任务要求: 将下列材料中所有的“instance”改为“object”，其余内容保持不变，写出改后的全部材料。

所给材料:
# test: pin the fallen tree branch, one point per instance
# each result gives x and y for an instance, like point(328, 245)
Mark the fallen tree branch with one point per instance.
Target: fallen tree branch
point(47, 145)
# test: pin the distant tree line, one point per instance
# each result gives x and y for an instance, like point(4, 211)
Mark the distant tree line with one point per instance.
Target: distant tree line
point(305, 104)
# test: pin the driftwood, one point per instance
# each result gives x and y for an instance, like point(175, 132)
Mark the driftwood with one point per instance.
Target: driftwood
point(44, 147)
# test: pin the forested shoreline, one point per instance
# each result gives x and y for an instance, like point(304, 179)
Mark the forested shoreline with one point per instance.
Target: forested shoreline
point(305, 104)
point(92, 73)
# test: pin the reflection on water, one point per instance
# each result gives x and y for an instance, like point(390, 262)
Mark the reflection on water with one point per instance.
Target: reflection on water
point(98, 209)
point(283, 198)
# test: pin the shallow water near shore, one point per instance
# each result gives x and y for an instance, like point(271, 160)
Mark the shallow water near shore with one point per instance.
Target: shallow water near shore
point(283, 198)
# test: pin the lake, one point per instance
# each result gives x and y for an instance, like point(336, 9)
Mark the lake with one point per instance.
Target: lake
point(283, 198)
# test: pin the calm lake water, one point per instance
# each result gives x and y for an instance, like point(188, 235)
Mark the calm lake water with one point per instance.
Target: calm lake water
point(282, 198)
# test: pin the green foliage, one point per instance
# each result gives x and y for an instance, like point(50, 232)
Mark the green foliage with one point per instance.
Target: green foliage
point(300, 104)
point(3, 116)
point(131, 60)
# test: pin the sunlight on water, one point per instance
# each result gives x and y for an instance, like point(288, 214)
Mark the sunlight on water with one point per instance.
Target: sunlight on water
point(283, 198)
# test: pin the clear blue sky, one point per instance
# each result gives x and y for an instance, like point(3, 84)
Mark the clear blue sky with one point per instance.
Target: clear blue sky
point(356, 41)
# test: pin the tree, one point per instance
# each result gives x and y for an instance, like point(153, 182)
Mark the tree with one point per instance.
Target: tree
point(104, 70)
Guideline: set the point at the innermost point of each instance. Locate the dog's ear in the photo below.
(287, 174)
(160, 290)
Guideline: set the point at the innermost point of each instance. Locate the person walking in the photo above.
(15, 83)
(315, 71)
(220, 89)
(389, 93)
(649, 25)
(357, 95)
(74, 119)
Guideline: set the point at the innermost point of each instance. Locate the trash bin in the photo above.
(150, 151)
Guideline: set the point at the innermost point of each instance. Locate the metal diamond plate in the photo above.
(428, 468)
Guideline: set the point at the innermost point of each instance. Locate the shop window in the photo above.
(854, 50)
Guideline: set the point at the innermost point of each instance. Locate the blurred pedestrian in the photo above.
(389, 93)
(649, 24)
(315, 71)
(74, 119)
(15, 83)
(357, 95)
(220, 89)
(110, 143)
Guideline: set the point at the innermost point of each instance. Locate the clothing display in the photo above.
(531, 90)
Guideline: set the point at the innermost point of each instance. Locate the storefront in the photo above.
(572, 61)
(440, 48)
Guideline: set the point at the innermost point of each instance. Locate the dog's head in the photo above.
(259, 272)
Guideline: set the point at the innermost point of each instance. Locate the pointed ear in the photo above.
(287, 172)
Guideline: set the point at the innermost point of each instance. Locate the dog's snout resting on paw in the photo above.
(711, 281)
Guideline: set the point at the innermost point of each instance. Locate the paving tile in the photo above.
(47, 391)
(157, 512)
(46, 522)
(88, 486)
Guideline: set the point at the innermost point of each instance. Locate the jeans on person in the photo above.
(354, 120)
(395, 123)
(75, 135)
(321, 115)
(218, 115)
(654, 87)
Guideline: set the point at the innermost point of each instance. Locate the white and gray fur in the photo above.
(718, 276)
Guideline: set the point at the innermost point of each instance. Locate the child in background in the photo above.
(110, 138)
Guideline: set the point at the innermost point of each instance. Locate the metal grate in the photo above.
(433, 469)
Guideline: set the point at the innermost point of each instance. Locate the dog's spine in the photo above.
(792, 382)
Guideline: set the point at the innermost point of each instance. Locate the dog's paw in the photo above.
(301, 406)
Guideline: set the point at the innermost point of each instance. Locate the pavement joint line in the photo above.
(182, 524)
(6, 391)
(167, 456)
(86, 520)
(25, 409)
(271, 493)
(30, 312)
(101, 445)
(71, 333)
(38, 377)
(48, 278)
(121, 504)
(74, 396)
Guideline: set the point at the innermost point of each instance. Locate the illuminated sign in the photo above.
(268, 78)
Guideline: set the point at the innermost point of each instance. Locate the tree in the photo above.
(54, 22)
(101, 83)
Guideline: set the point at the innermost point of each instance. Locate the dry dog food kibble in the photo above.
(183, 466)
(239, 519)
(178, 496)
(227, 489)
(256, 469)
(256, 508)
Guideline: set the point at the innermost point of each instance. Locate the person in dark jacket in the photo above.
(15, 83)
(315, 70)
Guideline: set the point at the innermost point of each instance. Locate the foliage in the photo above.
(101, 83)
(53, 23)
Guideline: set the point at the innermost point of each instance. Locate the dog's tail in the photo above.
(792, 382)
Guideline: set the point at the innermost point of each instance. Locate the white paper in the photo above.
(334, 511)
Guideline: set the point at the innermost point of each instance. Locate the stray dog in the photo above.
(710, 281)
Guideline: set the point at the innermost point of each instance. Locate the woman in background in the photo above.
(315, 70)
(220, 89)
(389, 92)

解答:
# test: pin the fallen tree branch, one point per object
# each result gives x and y for an object, like point(328, 245)
Mark the fallen tree branch with one point per object.
Target: fallen tree branch
point(47, 145)
# test: pin the distant tree line, one point per object
# each result gives x and y for an object, like point(4, 211)
Mark the distant tree line with one point per object.
Target: distant tree line
point(305, 104)
# test: pin the driftwood, one point per object
# each result gives x and y for an object, like point(175, 132)
Mark the driftwood with one point per object.
Target: driftwood
point(44, 147)
# test: pin the forested shoreline, one point per object
# each result gives x and y for an object, like point(304, 179)
Mark the forested shoreline with one point per object.
Target: forested shoreline
point(305, 104)
point(92, 73)
# test: pin the reflection on water, one point per object
# each result gives x and y for an object, like point(390, 262)
Mark the reflection on water with one point per object.
Target: reflection on water
point(98, 209)
point(283, 198)
# test: pin the shallow water near shore, one point per object
# each result gives x and y for an object, like point(271, 160)
Mark the shallow water near shore with one point per object.
Target: shallow water near shore
point(283, 198)
# test: pin the lake, one point per object
# each result gives x and y for an object, like point(336, 9)
Mark the lake with one point per object.
Target: lake
point(283, 198)
# test: pin the calm lake water, one point per object
# each result gives x and y for an object, like point(188, 235)
Mark the calm lake water with one point per object.
Target: calm lake water
point(282, 198)
# test: pin the green foliage, one point per object
# each result gives x and y for an object, like point(50, 232)
Mark the green foliage with one point per object.
Target: green foliage
point(300, 104)
point(3, 116)
point(131, 60)
# test: pin the sunlight on water, one point per object
# each result gives x and y for an object, like point(288, 214)
Mark the sunlight on water with one point per object.
Target: sunlight on water
point(283, 198)
# test: pin the clear blue sky, one point per object
# each result gives x and y for an object, like point(3, 84)
Mark the clear blue sky with one point per object.
Target: clear blue sky
point(356, 41)
# test: pin the tree, one point per object
# each result gives x and y for an object, like point(153, 182)
Mark the tree with one point per object.
Target: tree
point(104, 70)
Guideline: set the point at the innermost point of each object. Locate the dog's ear in the photo below.
(287, 174)
(160, 290)
Guideline: set the point at the innermost point of each object. Locate the person walking in the photo above.
(15, 83)
(315, 71)
(220, 89)
(389, 93)
(649, 25)
(357, 95)
(74, 119)
Guideline: set the point at the innermost point of each object. Locate the trash bin in the photo above.
(150, 151)
Guideline: set the point at the innermost point of each object. Locate the metal diamond plate in the photo above.
(428, 468)
Guideline: set the point at the innermost point of each object. Locate the shop window in the photo above.
(854, 50)
Guideline: set the point at the innermost point of each object. Locate the blurred pedestrian in the photo above.
(389, 93)
(649, 24)
(315, 71)
(74, 119)
(15, 83)
(357, 95)
(220, 89)
(110, 143)
Guideline: set the point at the innermost point of each object. Locate the clothing display in the photo above.
(531, 90)
Guideline: set the point at the innermost point of each object. Locate the storefront in the photo above.
(572, 61)
(440, 48)
Guideline: set the point at the innermost point of each object. Locate the dog's head in the photo above.
(259, 272)
Guideline: set the point at the innermost point of each object. Locate the pointed ear in the photo above.
(287, 172)
Guideline: set the point at the innermost point of each object. Locate the dog's snout resting on paw in the photo above.
(711, 281)
Guideline: set the point at the innermost point of each object. Locate the paving tile in the photo above.
(47, 391)
(157, 512)
(46, 522)
(88, 486)
Guideline: set the point at the innermost point of each object. Locate the jeans on person in the photo above.
(354, 120)
(395, 123)
(75, 135)
(321, 115)
(218, 115)
(654, 87)
Guideline: set the point at the innermost point of each object. Locate the white and gray fur in the photo above.
(718, 276)
Guideline: set the point at the innermost point of each object. Locate the child in background in the photo above.
(110, 138)
Guideline: set the point at the innermost point of each object. Locate the metal grate in the photo above.
(433, 469)
Guideline: set the point at the innermost point of each object. Locate the dog's spine in the photo above.
(792, 382)
Guideline: set the point at the innermost point of each object. Locate the dog's paw in the photo above.
(301, 406)
Guideline: set the point at the innermost point of each object. Locate the pavement joint line in the photo above.
(182, 524)
(6, 391)
(167, 456)
(86, 520)
(25, 409)
(271, 493)
(30, 312)
(101, 445)
(71, 333)
(38, 377)
(48, 278)
(121, 504)
(74, 396)
Guideline: set the point at the innermost point of each object. Locate the illuminated sign in the photo above.
(268, 78)
Guideline: set the point at the innermost point of each object. Locate the tree in the photo above.
(54, 22)
(101, 83)
Guideline: set the point at the innermost point of each object. Locate the dry dog food kibble in the photo above.
(183, 466)
(239, 519)
(178, 496)
(227, 489)
(256, 469)
(256, 508)
Guideline: set the point at the innermost point of each object. Locate the person in dark jacket in the photo above.
(15, 83)
(315, 70)
Guideline: set the point at the innermost point of each object. Locate the foliage in the photo above.
(101, 83)
(53, 23)
Guideline: set the point at the innermost point of each object. Locate the dog's tail in the photo above.
(792, 382)
Guideline: set the point at the innermost point of each object. Locate the white paper in the photo above.
(334, 511)
Guideline: set the point at the innermost point of each object. Locate the stray dog in the photo above.
(710, 281)
Guideline: set the point at the innermost point of each object. Locate the woman in background in the photo above.
(315, 70)
(220, 89)
(389, 92)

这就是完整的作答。